» WHAT TO PRODUCE: Quote the items word for word, starting at their first line and ending at the line that contains "(1231, 403)".

» RECORDS PROVIDED:
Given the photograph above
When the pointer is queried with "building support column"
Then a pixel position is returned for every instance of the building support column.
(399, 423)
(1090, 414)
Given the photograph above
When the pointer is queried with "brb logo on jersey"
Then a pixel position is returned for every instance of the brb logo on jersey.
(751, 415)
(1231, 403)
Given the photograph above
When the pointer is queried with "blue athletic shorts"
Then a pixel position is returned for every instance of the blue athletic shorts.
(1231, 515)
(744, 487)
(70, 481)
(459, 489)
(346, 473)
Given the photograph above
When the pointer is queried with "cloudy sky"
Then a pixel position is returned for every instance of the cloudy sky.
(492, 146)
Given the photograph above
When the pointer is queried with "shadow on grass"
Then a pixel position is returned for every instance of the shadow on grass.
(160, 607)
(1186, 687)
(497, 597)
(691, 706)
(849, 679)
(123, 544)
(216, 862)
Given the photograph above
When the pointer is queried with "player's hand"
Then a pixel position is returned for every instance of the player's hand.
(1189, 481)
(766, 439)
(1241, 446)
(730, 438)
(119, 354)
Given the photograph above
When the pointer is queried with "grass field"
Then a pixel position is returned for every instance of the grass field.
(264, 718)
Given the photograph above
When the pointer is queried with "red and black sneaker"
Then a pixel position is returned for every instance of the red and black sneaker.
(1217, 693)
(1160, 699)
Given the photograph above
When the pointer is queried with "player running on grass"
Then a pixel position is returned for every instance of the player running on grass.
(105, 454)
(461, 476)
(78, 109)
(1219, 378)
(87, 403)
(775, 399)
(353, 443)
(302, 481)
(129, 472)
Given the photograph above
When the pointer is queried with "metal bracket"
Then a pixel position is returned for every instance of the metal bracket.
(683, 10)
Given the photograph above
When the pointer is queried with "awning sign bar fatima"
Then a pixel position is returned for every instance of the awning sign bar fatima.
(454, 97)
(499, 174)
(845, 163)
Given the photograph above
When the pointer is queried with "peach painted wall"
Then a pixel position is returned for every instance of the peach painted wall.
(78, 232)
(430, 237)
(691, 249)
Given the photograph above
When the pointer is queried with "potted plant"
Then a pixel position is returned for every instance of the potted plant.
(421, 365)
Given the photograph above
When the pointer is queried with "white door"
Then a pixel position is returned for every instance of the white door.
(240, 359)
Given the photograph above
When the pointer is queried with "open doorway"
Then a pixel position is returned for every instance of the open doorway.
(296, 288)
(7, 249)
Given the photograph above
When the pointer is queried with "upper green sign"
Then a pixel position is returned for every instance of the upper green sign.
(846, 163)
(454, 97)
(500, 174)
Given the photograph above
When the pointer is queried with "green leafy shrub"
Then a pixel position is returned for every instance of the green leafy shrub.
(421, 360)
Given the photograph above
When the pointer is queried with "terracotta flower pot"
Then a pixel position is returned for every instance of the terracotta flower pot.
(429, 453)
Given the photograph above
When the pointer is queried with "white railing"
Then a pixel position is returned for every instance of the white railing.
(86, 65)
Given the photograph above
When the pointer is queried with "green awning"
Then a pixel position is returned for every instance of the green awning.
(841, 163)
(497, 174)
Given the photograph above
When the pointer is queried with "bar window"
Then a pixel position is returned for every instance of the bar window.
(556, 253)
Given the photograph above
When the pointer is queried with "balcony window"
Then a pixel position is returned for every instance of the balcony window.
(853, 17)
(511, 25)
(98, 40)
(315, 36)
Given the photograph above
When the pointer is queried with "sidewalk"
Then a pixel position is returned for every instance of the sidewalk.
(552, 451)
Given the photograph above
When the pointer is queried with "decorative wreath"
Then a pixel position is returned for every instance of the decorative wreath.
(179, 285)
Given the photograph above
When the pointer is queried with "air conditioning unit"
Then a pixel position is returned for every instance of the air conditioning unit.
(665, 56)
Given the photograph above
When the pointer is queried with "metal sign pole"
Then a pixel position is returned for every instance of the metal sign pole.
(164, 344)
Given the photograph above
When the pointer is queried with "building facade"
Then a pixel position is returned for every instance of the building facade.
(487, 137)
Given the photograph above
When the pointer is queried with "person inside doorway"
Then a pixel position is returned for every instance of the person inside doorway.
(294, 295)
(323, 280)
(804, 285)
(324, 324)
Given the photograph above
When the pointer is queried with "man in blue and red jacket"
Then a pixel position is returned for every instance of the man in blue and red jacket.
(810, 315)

» EXERCISE SOLUTION:
Given the photograph above
When the pointer is queried with "building support column"
Then a pixel position is returned for every instance of the building support column.
(399, 423)
(1090, 414)
Given the photograph above
When the pointer is queried with "brb logo on jersey"
Then a pixel position is returned for every instance of the brb logo on jersey.
(751, 415)
(1231, 403)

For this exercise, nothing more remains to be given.